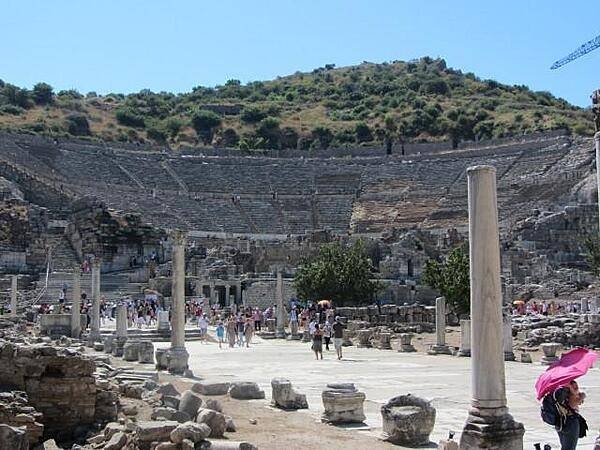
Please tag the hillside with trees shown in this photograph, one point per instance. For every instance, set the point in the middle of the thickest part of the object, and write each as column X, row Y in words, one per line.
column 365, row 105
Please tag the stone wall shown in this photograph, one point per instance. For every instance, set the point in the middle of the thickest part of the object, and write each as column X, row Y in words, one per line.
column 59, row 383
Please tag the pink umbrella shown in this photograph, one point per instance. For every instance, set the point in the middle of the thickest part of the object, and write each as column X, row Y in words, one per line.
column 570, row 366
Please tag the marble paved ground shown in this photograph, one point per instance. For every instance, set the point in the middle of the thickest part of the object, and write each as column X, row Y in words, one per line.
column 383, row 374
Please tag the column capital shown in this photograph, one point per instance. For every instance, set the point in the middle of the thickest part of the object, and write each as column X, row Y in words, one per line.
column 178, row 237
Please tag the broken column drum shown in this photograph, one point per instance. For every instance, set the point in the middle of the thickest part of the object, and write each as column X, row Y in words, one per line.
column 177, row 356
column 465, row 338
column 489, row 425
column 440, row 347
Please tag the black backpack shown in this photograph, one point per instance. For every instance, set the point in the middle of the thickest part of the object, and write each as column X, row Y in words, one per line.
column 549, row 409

◆ **Task brief**: Copy every row above word for word, including the answers, and leave out the pictures.

◆ **Correct response**:
Please tag the hillside with trees shown in this photograph, one point per instance. For every instance, set the point in the middle of the thickest part of the object, and write each as column X, row Y in words, one per line.
column 365, row 105
Please tag the stone wall shown in this photograph, one point per instance. For every instance, set the point in the middle of the thickest part of the object, and write each as column X, row Y in words, one per line.
column 59, row 383
Please tag the pink umbrella shown in this photograph, one point per instance. For every instance, set the point in the middle of the thickest part of the object, and write each as column X, row Y in words, one per line.
column 570, row 366
Please tag the marble paved ground shown in this photograph, one point per instance. For every instance, set the point in the middle of the thickest part of the object, and write each as column X, row Y in words, one per line.
column 383, row 374
Please tag the column capital shown in this photograph, one point per instance. For every instance, set the point in the middle of the thickest part of the object, and write each as column X, row Y in words, one per line.
column 178, row 237
Please tag the broken column drum shown in this photograph, one point per instance. For every instance, set the point in the middle of the thickest part of the object, and write each as column X, row Y in words, one per line.
column 177, row 356
column 465, row 338
column 489, row 425
column 440, row 347
Please tag the black backpack shown in this photograph, one point per instance. For every instance, set the point in the middle of the thickest part of the object, and write each as column X, row Y in words, one per line.
column 549, row 409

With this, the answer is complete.